====== EXERCISE INPUT ======
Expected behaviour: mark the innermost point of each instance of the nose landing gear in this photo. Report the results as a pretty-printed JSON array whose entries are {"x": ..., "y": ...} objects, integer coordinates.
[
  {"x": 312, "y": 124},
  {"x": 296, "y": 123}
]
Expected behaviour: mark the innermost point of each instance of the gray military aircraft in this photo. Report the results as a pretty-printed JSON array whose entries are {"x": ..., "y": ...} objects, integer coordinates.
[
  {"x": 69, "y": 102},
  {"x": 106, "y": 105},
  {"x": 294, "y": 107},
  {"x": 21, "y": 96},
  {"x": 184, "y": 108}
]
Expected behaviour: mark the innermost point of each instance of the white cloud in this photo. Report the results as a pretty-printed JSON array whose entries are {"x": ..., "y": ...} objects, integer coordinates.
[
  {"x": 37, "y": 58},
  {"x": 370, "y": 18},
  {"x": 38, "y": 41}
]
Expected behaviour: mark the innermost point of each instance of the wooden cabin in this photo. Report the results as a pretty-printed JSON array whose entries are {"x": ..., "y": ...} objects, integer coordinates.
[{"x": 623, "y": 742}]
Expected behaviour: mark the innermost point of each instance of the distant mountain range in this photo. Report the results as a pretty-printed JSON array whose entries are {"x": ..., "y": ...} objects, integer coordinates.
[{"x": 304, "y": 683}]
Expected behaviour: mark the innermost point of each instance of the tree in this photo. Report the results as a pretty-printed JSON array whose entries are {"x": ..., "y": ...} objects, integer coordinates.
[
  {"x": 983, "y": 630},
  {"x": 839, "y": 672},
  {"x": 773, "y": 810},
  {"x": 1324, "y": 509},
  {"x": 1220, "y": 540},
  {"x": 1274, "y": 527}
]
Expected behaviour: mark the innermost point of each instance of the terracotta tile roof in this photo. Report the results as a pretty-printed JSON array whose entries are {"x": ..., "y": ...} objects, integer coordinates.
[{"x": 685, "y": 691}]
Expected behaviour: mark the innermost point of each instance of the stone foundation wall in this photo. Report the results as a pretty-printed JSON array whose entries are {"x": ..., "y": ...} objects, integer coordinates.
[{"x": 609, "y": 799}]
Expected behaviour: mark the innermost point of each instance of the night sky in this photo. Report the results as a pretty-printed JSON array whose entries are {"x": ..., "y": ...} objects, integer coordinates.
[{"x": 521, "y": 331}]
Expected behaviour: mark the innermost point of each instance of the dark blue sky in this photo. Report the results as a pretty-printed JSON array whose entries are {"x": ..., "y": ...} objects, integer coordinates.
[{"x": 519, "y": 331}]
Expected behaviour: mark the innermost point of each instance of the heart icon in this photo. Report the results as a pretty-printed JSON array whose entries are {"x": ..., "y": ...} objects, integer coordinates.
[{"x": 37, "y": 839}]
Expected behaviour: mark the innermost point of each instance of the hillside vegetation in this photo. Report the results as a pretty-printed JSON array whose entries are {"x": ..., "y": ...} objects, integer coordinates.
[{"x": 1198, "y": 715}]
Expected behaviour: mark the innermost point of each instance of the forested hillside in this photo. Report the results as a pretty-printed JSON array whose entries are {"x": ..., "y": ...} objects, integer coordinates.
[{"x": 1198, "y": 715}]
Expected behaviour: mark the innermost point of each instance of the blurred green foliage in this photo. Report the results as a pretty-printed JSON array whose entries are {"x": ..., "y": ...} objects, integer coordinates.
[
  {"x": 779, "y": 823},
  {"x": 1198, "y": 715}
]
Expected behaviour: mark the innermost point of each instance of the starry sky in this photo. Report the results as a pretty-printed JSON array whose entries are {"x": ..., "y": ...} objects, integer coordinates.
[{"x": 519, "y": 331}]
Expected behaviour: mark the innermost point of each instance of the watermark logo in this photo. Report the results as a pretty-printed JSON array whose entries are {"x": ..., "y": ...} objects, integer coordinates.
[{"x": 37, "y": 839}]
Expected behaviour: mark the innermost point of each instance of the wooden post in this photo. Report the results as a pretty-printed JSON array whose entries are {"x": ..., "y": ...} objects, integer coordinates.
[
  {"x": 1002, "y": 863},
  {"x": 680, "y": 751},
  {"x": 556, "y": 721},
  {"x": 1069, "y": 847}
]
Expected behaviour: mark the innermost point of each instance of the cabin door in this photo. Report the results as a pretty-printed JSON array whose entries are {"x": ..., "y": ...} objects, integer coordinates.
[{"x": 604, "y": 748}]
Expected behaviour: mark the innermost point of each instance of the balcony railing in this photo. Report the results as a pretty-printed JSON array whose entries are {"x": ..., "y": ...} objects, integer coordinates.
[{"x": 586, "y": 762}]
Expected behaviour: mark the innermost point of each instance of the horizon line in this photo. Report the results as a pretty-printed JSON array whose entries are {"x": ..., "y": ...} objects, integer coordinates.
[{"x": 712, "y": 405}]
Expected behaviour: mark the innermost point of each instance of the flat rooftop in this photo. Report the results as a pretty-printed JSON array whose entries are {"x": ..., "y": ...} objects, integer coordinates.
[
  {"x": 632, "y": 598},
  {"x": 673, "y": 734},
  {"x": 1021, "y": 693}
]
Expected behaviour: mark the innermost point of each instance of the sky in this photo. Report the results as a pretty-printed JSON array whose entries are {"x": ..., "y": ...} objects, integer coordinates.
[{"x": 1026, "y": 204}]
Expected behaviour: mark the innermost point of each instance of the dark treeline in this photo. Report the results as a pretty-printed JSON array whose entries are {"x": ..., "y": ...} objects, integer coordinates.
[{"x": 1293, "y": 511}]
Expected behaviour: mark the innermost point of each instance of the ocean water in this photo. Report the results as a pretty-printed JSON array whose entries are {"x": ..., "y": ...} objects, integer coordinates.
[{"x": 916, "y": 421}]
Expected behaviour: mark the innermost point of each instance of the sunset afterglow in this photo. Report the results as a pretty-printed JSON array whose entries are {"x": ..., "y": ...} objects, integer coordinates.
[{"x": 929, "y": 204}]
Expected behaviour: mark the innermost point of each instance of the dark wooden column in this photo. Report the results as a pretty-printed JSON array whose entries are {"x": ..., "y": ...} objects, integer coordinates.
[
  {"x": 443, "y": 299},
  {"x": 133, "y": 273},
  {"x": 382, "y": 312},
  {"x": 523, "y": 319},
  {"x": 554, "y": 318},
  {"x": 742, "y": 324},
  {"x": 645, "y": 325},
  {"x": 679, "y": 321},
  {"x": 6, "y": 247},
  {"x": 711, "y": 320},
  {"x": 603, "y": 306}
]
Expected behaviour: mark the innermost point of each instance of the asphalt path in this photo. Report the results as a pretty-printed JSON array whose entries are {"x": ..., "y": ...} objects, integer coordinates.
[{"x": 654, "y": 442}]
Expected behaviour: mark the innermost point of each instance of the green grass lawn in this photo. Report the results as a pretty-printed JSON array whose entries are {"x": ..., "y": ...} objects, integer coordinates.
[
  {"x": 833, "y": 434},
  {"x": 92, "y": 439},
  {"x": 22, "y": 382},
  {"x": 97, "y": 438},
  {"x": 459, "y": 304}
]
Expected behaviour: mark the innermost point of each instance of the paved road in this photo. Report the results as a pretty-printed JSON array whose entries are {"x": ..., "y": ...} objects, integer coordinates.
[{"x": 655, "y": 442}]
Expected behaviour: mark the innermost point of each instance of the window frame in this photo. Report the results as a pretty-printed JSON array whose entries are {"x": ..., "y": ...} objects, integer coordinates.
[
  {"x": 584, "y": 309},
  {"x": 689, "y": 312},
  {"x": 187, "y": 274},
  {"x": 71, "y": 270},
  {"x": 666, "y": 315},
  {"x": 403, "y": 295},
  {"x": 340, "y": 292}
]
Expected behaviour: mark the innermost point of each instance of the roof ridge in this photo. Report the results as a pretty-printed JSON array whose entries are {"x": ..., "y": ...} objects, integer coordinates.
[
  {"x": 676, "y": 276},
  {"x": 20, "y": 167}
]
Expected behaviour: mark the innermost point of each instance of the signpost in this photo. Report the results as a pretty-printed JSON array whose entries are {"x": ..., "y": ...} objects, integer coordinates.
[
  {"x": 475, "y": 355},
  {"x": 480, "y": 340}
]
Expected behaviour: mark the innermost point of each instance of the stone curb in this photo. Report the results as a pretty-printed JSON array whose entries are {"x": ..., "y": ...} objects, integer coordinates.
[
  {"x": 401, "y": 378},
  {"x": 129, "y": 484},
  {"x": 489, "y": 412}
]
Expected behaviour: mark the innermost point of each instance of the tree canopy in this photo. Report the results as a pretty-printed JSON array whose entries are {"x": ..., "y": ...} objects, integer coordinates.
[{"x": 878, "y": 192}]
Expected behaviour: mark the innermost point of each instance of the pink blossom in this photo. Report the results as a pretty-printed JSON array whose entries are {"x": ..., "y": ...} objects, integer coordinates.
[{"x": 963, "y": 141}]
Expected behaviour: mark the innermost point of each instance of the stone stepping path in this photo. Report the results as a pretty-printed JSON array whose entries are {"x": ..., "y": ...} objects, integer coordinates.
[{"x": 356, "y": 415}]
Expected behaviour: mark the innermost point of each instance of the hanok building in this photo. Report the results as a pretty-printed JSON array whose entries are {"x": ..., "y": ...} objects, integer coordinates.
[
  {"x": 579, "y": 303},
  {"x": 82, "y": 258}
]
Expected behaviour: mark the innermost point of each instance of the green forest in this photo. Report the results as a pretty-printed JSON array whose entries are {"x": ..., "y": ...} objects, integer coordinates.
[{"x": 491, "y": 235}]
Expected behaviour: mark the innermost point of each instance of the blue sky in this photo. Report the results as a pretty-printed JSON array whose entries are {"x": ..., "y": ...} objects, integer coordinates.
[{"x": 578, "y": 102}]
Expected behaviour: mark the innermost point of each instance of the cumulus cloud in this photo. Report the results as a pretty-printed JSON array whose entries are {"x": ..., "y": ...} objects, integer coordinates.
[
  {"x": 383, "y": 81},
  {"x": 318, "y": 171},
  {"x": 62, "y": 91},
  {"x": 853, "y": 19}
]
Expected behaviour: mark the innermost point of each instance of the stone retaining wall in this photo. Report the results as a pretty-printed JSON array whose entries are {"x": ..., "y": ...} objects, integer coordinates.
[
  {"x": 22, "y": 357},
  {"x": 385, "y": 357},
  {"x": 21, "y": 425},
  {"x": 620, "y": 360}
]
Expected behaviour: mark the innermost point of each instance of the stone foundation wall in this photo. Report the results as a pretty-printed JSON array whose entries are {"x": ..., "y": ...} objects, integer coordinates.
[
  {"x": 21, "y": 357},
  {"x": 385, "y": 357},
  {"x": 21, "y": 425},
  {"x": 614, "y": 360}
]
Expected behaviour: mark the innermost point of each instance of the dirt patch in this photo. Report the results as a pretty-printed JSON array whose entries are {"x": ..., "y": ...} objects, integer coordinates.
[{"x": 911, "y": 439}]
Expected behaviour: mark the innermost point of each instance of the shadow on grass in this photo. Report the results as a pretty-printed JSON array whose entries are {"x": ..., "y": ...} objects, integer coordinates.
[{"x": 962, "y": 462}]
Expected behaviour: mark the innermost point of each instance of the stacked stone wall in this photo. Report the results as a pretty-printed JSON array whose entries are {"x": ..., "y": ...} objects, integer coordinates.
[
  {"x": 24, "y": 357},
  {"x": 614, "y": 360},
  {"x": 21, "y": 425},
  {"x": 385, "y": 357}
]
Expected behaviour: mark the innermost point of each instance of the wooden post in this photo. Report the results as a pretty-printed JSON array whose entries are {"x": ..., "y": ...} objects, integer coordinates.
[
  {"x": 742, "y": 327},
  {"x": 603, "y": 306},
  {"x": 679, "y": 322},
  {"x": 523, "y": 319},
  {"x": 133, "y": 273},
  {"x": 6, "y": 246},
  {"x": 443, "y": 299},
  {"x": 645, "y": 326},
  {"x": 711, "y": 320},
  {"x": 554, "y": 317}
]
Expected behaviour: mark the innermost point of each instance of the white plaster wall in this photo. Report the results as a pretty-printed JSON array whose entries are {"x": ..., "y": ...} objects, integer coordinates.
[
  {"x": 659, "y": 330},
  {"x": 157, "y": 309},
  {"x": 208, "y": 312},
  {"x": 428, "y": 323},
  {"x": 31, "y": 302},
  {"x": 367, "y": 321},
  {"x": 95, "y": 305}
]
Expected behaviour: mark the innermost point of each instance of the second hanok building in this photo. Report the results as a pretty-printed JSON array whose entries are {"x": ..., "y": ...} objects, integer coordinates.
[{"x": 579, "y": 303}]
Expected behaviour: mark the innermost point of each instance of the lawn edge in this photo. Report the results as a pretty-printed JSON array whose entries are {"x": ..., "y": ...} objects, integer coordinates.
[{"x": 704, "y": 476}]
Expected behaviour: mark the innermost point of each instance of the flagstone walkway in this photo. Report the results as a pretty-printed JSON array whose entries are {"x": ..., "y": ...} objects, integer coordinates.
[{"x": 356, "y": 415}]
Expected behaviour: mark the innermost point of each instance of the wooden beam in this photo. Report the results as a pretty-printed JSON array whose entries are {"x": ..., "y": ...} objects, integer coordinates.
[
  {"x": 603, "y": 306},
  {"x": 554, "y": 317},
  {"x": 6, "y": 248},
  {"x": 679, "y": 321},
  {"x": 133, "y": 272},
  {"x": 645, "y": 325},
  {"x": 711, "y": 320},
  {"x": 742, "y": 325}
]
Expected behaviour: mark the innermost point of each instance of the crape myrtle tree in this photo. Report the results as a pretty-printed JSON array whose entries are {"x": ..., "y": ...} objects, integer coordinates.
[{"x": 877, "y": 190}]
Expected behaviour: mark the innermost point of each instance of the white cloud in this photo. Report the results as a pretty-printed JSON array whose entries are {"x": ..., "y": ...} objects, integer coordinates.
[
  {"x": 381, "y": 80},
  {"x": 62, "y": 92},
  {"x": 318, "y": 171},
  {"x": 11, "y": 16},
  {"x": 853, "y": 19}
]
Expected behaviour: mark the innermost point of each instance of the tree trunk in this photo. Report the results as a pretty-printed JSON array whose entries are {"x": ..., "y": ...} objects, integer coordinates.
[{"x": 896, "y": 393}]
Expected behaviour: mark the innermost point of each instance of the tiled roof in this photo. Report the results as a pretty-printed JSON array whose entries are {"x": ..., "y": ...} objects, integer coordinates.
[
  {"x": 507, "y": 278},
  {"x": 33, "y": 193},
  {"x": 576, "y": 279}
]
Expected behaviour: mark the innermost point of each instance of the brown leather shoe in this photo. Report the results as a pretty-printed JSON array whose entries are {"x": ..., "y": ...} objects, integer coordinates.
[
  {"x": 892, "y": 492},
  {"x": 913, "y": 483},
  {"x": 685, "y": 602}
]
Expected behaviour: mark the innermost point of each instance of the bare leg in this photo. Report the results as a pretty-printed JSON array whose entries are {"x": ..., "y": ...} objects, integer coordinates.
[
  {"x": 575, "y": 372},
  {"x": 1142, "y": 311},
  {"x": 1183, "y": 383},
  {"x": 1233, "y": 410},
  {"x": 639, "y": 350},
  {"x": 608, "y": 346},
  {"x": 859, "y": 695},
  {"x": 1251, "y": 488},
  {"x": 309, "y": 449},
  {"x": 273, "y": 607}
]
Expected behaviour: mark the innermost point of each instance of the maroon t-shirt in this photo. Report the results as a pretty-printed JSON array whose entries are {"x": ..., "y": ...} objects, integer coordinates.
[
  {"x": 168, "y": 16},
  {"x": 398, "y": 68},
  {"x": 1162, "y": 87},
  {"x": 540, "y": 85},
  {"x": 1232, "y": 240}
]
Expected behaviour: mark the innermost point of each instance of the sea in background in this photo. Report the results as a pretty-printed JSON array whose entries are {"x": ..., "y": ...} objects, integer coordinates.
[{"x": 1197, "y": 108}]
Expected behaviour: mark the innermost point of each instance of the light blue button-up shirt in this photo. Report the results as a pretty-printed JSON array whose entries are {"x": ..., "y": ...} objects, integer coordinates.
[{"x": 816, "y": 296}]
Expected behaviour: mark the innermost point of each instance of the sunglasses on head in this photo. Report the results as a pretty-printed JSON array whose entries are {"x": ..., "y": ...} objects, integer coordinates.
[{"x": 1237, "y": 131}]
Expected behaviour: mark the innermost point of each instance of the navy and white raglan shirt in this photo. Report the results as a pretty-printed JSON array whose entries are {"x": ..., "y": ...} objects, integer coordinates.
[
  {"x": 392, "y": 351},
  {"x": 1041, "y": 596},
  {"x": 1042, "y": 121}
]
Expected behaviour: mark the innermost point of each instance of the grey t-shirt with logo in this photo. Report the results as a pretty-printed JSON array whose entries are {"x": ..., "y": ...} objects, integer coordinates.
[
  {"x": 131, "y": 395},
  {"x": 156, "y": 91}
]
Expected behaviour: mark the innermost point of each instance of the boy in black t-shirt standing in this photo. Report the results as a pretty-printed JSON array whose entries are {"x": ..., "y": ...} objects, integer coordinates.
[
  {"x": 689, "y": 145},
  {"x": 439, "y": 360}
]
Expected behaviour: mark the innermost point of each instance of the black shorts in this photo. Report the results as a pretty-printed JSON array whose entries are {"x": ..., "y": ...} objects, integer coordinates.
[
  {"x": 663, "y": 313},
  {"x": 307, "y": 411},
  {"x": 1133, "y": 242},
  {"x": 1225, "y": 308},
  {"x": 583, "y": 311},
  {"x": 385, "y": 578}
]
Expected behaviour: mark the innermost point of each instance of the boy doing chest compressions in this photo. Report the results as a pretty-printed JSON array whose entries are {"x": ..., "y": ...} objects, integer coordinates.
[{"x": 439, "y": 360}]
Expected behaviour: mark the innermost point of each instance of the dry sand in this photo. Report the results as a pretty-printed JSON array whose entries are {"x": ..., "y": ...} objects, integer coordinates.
======
■ **DESCRIPTION OF THE TASK**:
Write out again, unchanged, every line from the line containing "of the sunglasses" to the final line of the material above.

■ **THE SOLUTION**:
Expected behaviour: mark the innermost point of each instance of the sunglasses on head in this photo. Report the results as a pretty-printed JSON array whose entries are {"x": ..., "y": ...} objects, integer coordinates.
[{"x": 1237, "y": 131}]
Expected behaviour: mark the innermost point of each instance of the navy and white raglan shirt in this photo. Report the results as a pretty-printed JSON array whose entries are {"x": ..., "y": ...} objects, integer coordinates.
[
  {"x": 392, "y": 351},
  {"x": 1041, "y": 596},
  {"x": 1042, "y": 121}
]
Expected behaviour: mark the innermost point of each instance of the grey t-shirt with logo in this photo. Report the results as a pretty-printed JSON array whose entries are {"x": ..., "y": ...} objects, integer coordinates.
[
  {"x": 131, "y": 395},
  {"x": 156, "y": 91}
]
Expected behaviour: mark the innermost point of each instance of the boy in black t-shirt standing in this photo. Report the results as a pretty-printed JSON array whose entries are {"x": ..., "y": ...} objects, integer coordinates.
[
  {"x": 689, "y": 145},
  {"x": 439, "y": 360}
]
Expected behaviour: mark the innermost point of each instance of the black shorts in this photo. Report the results as a pretty-printed JSON array whose entries are {"x": ..., "y": ...} objects, integer coordinates.
[
  {"x": 663, "y": 313},
  {"x": 307, "y": 411},
  {"x": 1133, "y": 242},
  {"x": 1225, "y": 308},
  {"x": 583, "y": 311},
  {"x": 385, "y": 578}
]
Expected behaviour: mark the innermost point of each instance of the boy doing chest compressions in this photo. Report the results as a pretty-printed JSON array whose entries are {"x": ..., "y": ...} objects, integer coordinates.
[{"x": 439, "y": 360}]
Expected behaviour: mark the innermost point of each instance of the dry sand in this photo. Report the results as a pretty-printed JSON array whose entries are {"x": ..., "y": ...} objects, integer coordinates.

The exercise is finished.